Directions:
- 1) Reproduce the indigo dyeing post between "Of course, most" and "your towel is.", inclusive, with "yarn" swapped for "wool".
- 2) According to the indigo dyeing post, whose indigo dye kit is being used?
- 3) Please carry the indigo dyeing post on past its last sentence.
(Document segment Opens)
Today is my day for dyeing with indigo. I'm using the indigo dye kit from Maiwa which is pretty simple to use. Okay, simple to use, but not so simple to understand because there's some pretty major chemistry going on. But the instructions are good.
Indigo isn't like other dye. It requires a complicated chemical process to transform the blue dye particles from stable particles into a yellow, water-soluble substance. By removing oxygen from the vat, changing the PH, stuff like that, we can dip the cloth into the yellow/copper liquid and when the item emerges from the vat, the molecules react to the oxygen in the air and turn blue. Pretty nifty stuff.
There are lots of different kinds of vats. Fermenting, chemical (which is the one I'm doing today) and something else I can't remember. You can also make a similar blue colour with woad.
Woad grows really well here with zero inputs, on moderatly crappy soil. It's actually great for breaking up compact soil because it has long, penetrating tap roots.
I'm just obsessive compulsive. If it's about yarn, I wanna know it and try it and grow it.
Of course, most everything else is beyond me. Last week I learned the difference between a smartphone and my cell phone. Here I was thinking my phone was smart because it could remember more numbers than me.
I just came in because I ran out of yarn. This vat is much stronger than normal. Everything is the same, except this time I used hotter water. I wonder if that's the key to get darker dyes in fewer dips (we have to dip the fabric several times to get a dark colour blue).
This yarn is actually for one of the rewards of my upcoming Kickstarter (If I ever get this stupid video made - I hate video). I'll weave it into towels. Not everyone knows what to do with yarn, but everyone needs more towels. Douglas Addams understated the importance of always knowing where your towel is.
(Document segment Closes)
(Excerpted records Opens)
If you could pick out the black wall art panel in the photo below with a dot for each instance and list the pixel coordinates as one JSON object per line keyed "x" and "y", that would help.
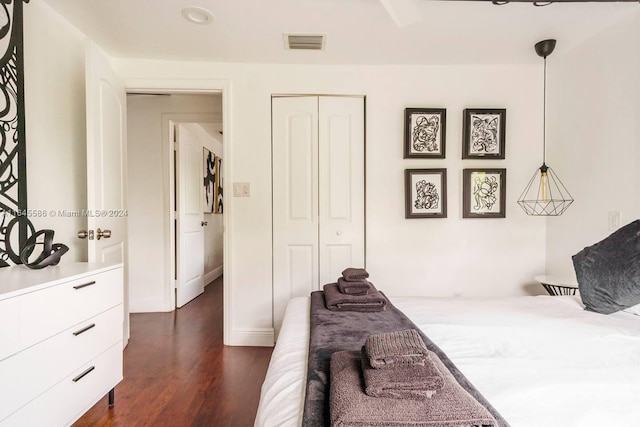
{"x": 14, "y": 226}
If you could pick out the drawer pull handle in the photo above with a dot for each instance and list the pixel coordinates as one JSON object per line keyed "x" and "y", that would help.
{"x": 79, "y": 377}
{"x": 84, "y": 285}
{"x": 85, "y": 329}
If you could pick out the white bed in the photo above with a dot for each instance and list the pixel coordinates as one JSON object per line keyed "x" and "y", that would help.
{"x": 541, "y": 361}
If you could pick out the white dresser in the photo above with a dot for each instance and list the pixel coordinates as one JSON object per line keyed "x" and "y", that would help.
{"x": 61, "y": 331}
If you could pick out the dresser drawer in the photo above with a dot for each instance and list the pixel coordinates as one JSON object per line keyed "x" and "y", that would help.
{"x": 9, "y": 334}
{"x": 51, "y": 310}
{"x": 40, "y": 367}
{"x": 68, "y": 400}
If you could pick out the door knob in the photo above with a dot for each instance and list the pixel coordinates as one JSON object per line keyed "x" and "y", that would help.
{"x": 83, "y": 234}
{"x": 103, "y": 233}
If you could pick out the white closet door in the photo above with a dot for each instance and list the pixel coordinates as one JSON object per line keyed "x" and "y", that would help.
{"x": 295, "y": 200}
{"x": 341, "y": 189}
{"x": 318, "y": 193}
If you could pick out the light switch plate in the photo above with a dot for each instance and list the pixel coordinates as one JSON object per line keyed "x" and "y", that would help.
{"x": 241, "y": 189}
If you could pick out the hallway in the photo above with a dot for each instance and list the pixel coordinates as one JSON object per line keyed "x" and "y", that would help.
{"x": 178, "y": 373}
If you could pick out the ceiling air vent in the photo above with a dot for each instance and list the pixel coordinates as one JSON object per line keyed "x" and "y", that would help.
{"x": 304, "y": 41}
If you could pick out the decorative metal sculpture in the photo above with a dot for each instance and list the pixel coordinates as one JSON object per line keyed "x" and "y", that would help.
{"x": 18, "y": 236}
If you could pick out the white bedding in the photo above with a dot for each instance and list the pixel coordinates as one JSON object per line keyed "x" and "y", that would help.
{"x": 541, "y": 361}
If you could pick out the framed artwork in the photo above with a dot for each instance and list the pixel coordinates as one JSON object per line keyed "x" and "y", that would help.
{"x": 483, "y": 133}
{"x": 425, "y": 193}
{"x": 209, "y": 181}
{"x": 484, "y": 193}
{"x": 425, "y": 133}
{"x": 218, "y": 185}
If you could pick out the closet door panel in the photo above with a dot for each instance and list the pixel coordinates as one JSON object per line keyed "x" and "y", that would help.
{"x": 341, "y": 190}
{"x": 295, "y": 199}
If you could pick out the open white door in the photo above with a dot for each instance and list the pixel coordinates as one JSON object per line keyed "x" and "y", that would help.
{"x": 190, "y": 216}
{"x": 106, "y": 165}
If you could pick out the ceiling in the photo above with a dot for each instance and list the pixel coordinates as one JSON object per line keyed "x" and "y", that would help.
{"x": 357, "y": 31}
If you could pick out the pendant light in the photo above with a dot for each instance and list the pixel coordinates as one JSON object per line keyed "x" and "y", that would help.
{"x": 545, "y": 194}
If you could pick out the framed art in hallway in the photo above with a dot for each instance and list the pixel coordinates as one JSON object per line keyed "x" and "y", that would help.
{"x": 210, "y": 181}
{"x": 425, "y": 133}
{"x": 425, "y": 193}
{"x": 218, "y": 184}
{"x": 484, "y": 193}
{"x": 483, "y": 133}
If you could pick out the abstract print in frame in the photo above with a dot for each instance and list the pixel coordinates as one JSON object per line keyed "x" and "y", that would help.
{"x": 425, "y": 193}
{"x": 218, "y": 184}
{"x": 425, "y": 133}
{"x": 484, "y": 193}
{"x": 483, "y": 133}
{"x": 15, "y": 226}
{"x": 209, "y": 181}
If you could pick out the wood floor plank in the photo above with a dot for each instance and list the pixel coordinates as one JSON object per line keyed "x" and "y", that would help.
{"x": 177, "y": 372}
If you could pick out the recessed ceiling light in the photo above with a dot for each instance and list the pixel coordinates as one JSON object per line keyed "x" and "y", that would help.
{"x": 197, "y": 15}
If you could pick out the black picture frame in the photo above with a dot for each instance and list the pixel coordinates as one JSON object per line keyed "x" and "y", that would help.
{"x": 425, "y": 131}
{"x": 484, "y": 133}
{"x": 484, "y": 193}
{"x": 425, "y": 193}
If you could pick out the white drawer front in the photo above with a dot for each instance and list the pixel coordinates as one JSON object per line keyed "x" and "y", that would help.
{"x": 9, "y": 335}
{"x": 35, "y": 370}
{"x": 68, "y": 400}
{"x": 49, "y": 311}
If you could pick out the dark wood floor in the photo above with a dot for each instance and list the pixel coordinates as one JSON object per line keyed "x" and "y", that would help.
{"x": 177, "y": 372}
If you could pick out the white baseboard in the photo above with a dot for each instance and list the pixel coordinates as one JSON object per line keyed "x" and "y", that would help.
{"x": 212, "y": 275}
{"x": 148, "y": 306}
{"x": 260, "y": 337}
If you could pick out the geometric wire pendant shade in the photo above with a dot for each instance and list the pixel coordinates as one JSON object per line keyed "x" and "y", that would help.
{"x": 545, "y": 194}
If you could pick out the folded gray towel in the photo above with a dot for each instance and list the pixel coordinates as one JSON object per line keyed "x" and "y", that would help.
{"x": 350, "y": 274}
{"x": 451, "y": 406}
{"x": 354, "y": 287}
{"x": 337, "y": 301}
{"x": 389, "y": 349}
{"x": 419, "y": 381}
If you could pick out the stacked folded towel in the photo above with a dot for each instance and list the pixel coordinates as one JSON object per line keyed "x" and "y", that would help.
{"x": 354, "y": 282}
{"x": 399, "y": 365}
{"x": 350, "y": 406}
{"x": 337, "y": 301}
{"x": 353, "y": 292}
{"x": 388, "y": 349}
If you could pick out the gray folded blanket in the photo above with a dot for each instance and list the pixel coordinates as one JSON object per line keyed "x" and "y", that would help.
{"x": 337, "y": 301}
{"x": 388, "y": 349}
{"x": 451, "y": 406}
{"x": 354, "y": 287}
{"x": 417, "y": 381}
{"x": 350, "y": 274}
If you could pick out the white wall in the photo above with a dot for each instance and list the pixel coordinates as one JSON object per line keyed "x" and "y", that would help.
{"x": 55, "y": 124}
{"x": 405, "y": 257}
{"x": 148, "y": 199}
{"x": 594, "y": 138}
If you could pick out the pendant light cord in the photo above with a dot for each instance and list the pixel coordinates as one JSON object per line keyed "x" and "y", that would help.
{"x": 544, "y": 114}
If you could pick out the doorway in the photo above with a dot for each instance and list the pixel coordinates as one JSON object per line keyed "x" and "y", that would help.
{"x": 151, "y": 190}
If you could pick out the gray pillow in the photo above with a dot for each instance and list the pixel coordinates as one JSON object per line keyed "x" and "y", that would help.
{"x": 608, "y": 272}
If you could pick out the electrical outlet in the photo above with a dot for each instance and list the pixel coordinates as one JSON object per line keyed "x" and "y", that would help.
{"x": 614, "y": 220}
{"x": 241, "y": 189}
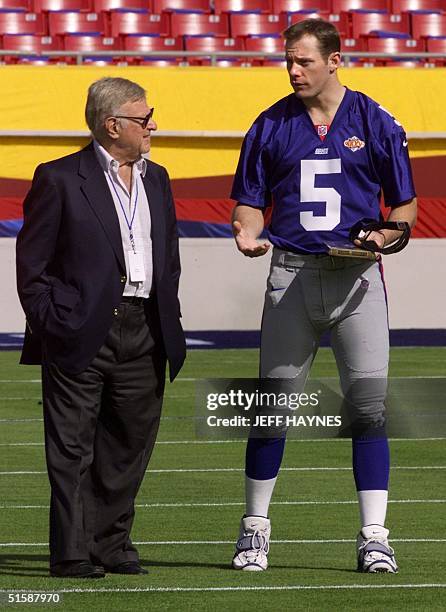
(Excerpted records Closes)
Answers:
- 1)
Of course, most everything else is beyond me. Last week I learned the difference between a smartphone and my cell phone. Here I was thinking my phone was smart because it could remember more numbers than me.
I just came in because I ran out of wool. This vat is much stronger than normal. Everything is the same, except this time I used hotter water. I wonder if that's the key to get darker dyes in fewer dips (we have to dip the fabric several times to get a dark colour blue).
This wool is actually for one of the rewards of my upcoming Kickstarter (If I ever get this stupid video made - I hate video). I'll weave it into towels. Not everyone knows what to do with wool, but everyone needs more towels. Douglas Addams understated the importance of always knowing where your towel is.

- 2) The indigo dye kit is from Maiwa.

- 3)
I just discovered I could use woad seeds to make a pretty dye colour, so I might take a break and do that... but really, I should start on those towels. But the woad seeds are taking up space I want to use for drying garlic. Decisions, decisions.
Names are so difficult. There's so much regional variation. I suggest for use for hands or dishes or anything you like. Some people just keep them for decoration, but that makes me a bit sad because they are so much nicer to use and longer lasting than commercial made towels. These ones I'm planning to make about 18"x28" which are really good for hanging off the oven handle and drying hands on. Or covering bread. Or anything you like.
There's a really interesting article is the current Spin-Off magazine, about how the ph of water affects dyes. And how it affects color-fastness. Basically when dyeing protein fibers like wool, vinegar is our friend both during dyeing and afterward.
But indigo is a whole different ballgame, so maybe with all the things we have to use (chemical vat) ph may not be such a huge factor.
I find that about half the people who buy the towels I weave out of cotton or linen, do what you said: don't use them to dry with. But they look at them more as table-runners or dresser scarves, so still putting them to good use. (a sales hint for you there, multiple uses to suggest to customers)
What a great picture of your dye day! Thanks for sharing. There is no blue quite like indigo, it's such a quintessential dye.
Oh, and for indigo inspiration, look up Roland Ricketts, he teaches art over at IU, an hour or so from here. He is all about indigo.
Seriously, it's his life's work, and he is a young guy relatively speaking, so I look for much more to come from him. He grows it here in Indiana, is a weaver as is his wife, studied indigo in Japan, etc. & creates contemporary textiles that are stunning. He exhibits nationally on a regular basis.
I wish indigo grew here. I even tried growing it in my greenhouse last year, but no luck. Too cold at night, I think.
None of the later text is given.